**AIM OF THE TASK**
Using the records below, repeat exactly the lines from the one holding "Target: lake water" through the one holding "wrinkled lotus leaf shown in the photo above.", both ends included, and no others.

━━━━━━━━━━

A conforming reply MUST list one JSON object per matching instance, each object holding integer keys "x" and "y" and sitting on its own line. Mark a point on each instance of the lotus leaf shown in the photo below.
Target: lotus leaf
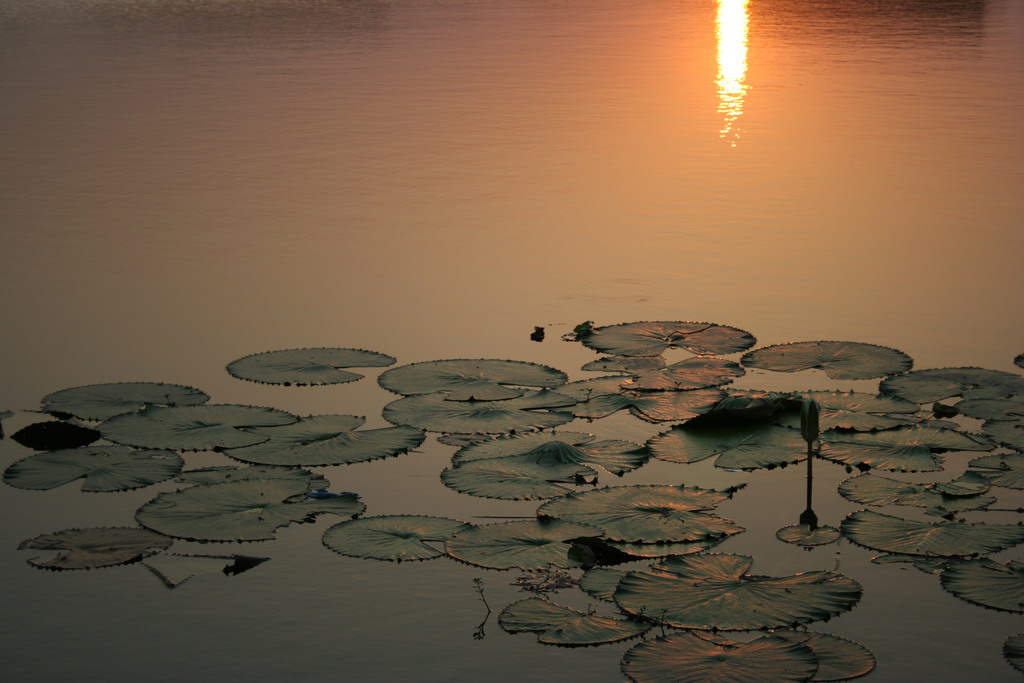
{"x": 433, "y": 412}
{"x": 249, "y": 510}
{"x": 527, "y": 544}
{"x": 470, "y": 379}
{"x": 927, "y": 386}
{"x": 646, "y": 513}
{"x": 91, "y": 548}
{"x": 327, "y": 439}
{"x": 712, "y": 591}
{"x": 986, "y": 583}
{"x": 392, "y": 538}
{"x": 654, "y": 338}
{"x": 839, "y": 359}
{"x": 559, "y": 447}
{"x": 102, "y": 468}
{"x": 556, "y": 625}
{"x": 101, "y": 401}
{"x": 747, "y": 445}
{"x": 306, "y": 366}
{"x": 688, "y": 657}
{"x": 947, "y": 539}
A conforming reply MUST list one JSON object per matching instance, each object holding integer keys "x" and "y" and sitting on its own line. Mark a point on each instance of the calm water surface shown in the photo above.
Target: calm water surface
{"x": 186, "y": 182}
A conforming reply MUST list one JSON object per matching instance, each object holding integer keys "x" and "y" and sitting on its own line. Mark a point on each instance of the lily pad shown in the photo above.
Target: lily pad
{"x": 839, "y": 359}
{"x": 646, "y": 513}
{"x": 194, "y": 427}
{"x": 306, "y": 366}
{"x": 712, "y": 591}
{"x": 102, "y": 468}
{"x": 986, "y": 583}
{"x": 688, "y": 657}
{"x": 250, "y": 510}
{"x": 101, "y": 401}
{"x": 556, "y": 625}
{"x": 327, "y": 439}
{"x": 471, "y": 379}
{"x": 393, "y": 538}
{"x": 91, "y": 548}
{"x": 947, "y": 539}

━━━━━━━━━━

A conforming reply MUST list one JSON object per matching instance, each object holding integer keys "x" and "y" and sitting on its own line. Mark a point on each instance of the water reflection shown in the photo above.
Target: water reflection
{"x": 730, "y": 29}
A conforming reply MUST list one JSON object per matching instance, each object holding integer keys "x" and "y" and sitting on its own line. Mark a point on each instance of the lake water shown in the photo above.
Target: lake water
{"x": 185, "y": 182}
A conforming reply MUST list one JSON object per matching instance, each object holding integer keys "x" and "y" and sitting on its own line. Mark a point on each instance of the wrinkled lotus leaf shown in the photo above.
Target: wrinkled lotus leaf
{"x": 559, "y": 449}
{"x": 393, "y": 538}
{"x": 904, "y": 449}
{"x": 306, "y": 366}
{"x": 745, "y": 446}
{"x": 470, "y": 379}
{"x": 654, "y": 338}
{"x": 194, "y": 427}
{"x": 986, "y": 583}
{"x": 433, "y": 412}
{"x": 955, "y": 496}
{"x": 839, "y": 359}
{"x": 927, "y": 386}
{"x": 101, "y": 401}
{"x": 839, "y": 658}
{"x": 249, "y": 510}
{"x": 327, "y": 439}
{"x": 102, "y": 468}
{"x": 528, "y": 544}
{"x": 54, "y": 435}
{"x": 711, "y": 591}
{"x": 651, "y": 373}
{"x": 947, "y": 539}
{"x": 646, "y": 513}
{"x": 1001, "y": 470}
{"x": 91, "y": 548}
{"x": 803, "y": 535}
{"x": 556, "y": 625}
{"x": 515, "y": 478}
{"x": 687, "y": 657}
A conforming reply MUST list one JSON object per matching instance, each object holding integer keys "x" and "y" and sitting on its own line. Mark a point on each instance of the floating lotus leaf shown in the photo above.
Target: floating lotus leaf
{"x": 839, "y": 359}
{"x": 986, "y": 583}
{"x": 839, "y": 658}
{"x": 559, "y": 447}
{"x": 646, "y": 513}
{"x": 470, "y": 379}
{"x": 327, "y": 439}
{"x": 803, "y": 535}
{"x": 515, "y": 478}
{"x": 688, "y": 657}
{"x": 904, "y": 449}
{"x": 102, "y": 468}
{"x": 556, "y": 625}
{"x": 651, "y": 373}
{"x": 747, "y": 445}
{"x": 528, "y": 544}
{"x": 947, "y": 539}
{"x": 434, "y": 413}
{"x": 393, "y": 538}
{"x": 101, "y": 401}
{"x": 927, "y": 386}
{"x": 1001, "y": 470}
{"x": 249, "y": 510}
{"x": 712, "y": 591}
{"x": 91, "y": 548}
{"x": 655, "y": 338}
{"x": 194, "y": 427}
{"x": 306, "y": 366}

━━━━━━━━━━

**ANSWER AREA**
Target: lake water
{"x": 185, "y": 182}
A conforming reply MUST list one JSON object per matching instance, each object holding integer keys "x" and "y" and sitting on its own line. Mark a point on each instance of the wrinkled lotus leaf shown in the photo above.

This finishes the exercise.